* _Exercício curto 1_
Segundo o texto sobre a produtora de orgânicos, quanto a produção do sítio rende por semana à família de Maria?
* _Exercício curto 2_
Cite os nomes de todos os filhos de Maria que aparecem no texto sobre a produtora de orgânicos.

* _Texto extraído_
----------------

Maioria, mulheres unem família e encabeçam produção de orgânicos
Aos 42 anos, casada, mãe de quatro filhos, produtora da agricultura familiar, Maria Aparecida é uma entre tantas Marias com o mesmo perfil: protagonista da própria história, construída com superação de desafios e confiança na própria capacidade.
Há seis anos trabalhando com a produção de orgânicos, Maria, o marido Altair e o filho Alexon, de 19 anos, tiram do sítio MV5A, no Polo de Orgânicos do Núcleo Industrial de Campo Grande (saída para Aquidauana), o sustento da família. Os dois irmãos mais velhos – Ademilson, de 25 anos, e Anderson, de 23 têm outras atividades. A caçula, Ângela, tem 10 anos.
Maria é natural de Ivailândia, distrito de Engenheiro Beltrão, no Paraná. Aos 2 anos chegou a Mato Grosso do Sul com a família, que se estabeleceu no Distrito de Itahum, em Dourados, a 233 quilômetros de Campo Grande. Mais tarde foi morar no assentamento Itamaraty para acompanhar o marido e com os filhos maiores, decidiram ir para a Capital.
Ligada ao PAS (Programa Alimento Seguro), programa desenvolvido por entidades do Sistema S, Maria foi beneficiada com um lote em comodato na região do Bálsamo e iniciou o trabalho com os orgânicos. Hoje, na área de 1 hectare do novo sítio, a produção é bem diversificada, com destaque para as hortaliças, mas “tem um pouco de tudo”.
A produção do sítio garante à família de Maria uma renda entre R$ 500 e R$ 600 por semana. A lida com a terra é a de sempre: em dia de feira, levantar mais cedo, colher e partir para a cidade. Nos outros dias, os tratos e cuidados que a produção certificada de orgânicos exige. “Trabalho é trabalho, mas o que a gente faz com amor não tem tanta dificuldade”, diz.

----------------

* _Registros de dados_
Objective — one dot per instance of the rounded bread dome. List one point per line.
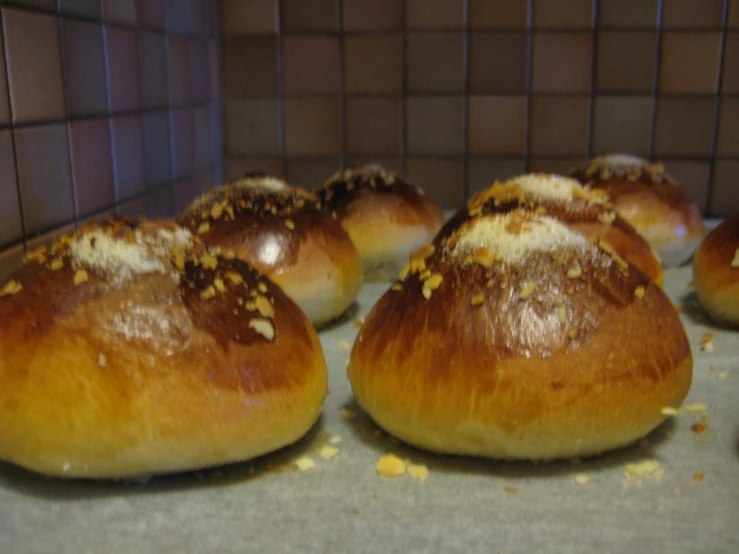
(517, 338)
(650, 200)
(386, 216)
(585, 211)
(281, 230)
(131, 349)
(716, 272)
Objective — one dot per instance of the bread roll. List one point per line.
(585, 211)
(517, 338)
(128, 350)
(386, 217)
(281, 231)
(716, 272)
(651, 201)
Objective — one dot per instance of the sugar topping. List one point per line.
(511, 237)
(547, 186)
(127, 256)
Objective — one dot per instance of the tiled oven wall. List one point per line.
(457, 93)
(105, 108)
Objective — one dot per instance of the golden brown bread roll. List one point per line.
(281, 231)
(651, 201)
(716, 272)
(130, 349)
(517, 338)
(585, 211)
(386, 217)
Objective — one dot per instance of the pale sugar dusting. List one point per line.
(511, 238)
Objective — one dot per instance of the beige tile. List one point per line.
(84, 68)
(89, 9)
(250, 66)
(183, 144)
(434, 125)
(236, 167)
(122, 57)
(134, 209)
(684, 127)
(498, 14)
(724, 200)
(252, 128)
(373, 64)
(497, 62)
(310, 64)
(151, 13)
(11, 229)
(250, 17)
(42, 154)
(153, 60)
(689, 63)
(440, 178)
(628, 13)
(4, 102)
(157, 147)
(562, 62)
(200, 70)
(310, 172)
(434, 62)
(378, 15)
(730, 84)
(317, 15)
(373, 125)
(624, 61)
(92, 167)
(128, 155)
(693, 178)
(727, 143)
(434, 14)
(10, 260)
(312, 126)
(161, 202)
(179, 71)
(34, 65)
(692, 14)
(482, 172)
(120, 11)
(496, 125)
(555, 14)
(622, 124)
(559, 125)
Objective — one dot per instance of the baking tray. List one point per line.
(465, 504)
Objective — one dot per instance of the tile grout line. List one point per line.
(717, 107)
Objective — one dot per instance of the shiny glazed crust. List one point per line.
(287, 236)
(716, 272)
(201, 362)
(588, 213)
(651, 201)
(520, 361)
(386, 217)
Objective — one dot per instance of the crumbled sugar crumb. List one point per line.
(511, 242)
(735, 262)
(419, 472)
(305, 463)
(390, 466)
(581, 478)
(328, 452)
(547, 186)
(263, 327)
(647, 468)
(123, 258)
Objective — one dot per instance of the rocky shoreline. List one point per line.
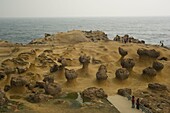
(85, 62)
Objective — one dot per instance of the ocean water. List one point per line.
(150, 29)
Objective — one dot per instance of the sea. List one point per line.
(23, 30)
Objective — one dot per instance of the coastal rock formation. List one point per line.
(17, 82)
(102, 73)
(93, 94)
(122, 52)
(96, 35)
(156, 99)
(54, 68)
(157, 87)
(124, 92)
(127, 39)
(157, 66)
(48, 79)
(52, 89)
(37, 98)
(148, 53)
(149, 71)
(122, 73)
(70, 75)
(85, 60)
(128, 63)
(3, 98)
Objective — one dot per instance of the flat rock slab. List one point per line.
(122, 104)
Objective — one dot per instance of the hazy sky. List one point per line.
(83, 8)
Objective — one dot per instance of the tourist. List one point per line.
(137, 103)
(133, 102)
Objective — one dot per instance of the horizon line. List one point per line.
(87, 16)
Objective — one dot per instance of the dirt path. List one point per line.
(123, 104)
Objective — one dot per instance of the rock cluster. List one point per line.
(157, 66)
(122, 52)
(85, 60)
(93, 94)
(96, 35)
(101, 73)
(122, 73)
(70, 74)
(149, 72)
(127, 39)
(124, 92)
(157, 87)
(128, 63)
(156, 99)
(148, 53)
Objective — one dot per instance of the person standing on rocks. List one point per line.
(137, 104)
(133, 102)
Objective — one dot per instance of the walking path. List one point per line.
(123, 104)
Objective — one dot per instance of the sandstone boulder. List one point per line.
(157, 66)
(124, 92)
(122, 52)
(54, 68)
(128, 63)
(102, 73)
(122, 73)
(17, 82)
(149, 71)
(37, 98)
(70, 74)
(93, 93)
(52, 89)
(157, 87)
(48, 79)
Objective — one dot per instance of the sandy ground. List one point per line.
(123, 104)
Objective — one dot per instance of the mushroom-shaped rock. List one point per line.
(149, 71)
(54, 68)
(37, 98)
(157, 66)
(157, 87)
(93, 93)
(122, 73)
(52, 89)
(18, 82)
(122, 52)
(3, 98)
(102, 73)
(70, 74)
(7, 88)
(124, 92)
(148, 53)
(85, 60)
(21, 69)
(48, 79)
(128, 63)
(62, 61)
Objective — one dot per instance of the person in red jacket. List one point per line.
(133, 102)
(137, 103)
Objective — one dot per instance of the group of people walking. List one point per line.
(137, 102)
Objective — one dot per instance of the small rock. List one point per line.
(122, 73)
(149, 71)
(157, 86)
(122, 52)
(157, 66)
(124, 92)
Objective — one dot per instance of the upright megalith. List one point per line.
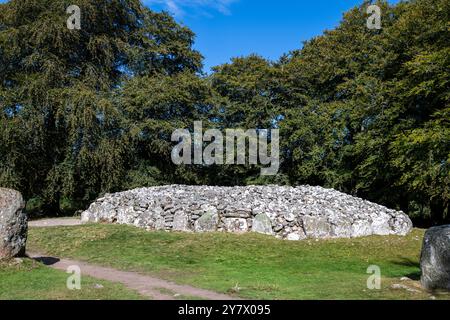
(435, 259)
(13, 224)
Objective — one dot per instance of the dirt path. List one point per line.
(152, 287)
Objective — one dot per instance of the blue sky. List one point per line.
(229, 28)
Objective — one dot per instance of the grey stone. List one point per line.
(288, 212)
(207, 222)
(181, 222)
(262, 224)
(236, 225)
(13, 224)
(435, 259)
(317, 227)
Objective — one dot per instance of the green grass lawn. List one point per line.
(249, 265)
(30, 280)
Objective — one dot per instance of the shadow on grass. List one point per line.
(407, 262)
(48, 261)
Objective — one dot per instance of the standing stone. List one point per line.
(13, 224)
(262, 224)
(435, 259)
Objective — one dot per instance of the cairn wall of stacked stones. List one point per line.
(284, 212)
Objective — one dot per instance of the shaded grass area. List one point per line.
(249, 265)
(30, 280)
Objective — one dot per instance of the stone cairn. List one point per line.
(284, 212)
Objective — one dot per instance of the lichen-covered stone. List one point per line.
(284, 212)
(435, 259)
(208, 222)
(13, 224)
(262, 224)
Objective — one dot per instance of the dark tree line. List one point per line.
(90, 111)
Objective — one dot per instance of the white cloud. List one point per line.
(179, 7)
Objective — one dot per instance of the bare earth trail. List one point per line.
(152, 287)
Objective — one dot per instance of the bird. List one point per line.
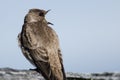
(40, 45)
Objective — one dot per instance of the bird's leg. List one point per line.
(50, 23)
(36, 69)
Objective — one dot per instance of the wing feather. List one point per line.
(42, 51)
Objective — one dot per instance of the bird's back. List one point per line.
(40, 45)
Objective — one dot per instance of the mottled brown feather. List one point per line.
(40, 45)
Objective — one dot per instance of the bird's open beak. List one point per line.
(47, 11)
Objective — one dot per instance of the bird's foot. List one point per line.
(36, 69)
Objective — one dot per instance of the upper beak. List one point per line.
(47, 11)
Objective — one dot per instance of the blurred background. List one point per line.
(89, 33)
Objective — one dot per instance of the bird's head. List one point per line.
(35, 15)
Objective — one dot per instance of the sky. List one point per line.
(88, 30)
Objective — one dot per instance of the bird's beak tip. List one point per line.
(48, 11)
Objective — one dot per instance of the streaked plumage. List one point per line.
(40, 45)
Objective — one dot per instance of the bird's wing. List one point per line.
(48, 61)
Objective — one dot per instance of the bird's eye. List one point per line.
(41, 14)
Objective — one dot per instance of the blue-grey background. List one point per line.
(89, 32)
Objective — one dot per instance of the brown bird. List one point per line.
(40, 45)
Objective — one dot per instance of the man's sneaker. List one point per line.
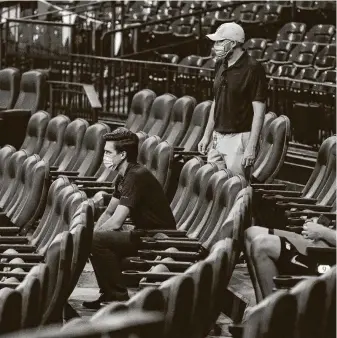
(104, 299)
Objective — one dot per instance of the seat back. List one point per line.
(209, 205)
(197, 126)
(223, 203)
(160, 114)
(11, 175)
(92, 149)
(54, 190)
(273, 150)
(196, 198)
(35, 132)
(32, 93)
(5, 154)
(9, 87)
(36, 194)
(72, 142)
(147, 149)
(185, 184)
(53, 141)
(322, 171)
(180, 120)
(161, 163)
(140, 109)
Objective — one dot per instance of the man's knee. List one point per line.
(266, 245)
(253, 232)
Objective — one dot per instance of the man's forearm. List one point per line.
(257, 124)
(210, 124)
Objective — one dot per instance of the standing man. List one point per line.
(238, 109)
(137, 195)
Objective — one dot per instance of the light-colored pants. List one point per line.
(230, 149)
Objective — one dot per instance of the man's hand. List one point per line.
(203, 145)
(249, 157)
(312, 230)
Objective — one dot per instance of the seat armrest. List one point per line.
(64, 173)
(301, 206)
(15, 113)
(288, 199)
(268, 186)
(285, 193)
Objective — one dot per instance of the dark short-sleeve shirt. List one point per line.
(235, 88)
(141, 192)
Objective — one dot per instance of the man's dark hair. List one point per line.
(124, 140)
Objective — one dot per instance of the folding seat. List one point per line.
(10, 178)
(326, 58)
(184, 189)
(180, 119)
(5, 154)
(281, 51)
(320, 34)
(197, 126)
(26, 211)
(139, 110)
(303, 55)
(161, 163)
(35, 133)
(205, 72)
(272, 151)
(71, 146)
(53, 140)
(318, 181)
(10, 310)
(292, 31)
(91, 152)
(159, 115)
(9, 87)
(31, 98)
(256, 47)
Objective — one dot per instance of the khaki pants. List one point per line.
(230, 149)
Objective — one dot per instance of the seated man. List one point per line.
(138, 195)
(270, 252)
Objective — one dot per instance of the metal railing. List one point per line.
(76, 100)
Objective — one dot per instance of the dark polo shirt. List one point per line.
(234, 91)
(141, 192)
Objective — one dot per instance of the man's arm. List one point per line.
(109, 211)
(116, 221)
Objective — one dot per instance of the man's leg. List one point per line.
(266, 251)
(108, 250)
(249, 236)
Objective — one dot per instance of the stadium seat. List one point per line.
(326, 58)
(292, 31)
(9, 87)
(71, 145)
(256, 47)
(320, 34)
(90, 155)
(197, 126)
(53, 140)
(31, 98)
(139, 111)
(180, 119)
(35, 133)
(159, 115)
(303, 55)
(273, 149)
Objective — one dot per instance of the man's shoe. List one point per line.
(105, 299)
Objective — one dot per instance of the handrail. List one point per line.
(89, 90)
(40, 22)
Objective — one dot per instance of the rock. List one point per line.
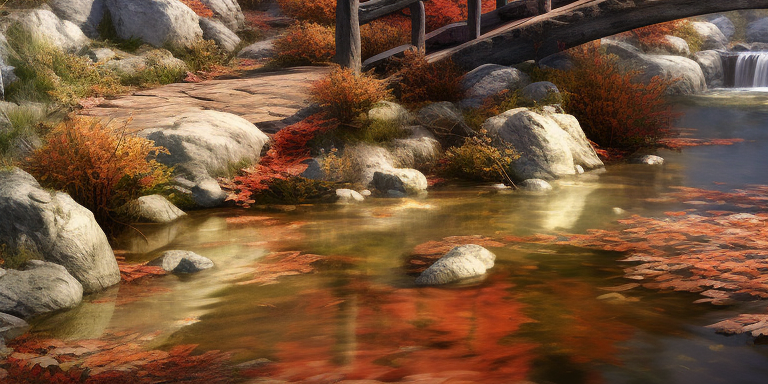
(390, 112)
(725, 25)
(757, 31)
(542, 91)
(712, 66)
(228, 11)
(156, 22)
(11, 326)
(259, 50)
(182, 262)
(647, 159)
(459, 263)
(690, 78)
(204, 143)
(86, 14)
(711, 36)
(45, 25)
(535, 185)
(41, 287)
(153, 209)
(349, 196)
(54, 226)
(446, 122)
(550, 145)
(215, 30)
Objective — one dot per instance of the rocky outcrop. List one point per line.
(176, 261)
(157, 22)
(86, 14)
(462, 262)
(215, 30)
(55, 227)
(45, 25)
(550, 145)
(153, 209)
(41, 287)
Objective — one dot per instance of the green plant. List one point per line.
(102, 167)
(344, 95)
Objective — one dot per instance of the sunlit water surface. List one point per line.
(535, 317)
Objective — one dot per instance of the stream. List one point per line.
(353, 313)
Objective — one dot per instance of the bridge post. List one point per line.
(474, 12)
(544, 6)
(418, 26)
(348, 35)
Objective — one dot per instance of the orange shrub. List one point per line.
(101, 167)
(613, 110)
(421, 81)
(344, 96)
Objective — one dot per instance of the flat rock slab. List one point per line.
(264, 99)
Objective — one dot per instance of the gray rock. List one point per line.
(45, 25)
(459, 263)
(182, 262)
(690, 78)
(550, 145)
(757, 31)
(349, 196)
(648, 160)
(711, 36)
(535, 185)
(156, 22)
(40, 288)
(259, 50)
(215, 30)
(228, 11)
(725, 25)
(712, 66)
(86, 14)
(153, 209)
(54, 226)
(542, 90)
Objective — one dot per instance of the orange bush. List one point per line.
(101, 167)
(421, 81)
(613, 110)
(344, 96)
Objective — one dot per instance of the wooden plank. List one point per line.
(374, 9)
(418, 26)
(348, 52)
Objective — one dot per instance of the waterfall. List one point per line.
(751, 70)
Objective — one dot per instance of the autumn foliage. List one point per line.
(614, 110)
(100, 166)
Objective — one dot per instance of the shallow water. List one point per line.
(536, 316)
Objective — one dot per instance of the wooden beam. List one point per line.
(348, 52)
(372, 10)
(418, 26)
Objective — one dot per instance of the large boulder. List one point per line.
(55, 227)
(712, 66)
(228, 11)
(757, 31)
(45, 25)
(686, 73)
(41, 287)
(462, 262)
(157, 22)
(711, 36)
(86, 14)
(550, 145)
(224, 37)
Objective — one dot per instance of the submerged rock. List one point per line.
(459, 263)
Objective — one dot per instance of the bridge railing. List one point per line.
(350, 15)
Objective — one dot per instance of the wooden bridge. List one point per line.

----------------

* _Resposta completa 1_
Entre R$ 500 e R$ 600 por semana.

* _Resposta completa 2_
Alexon, Ademilson, Anderson e Ângela.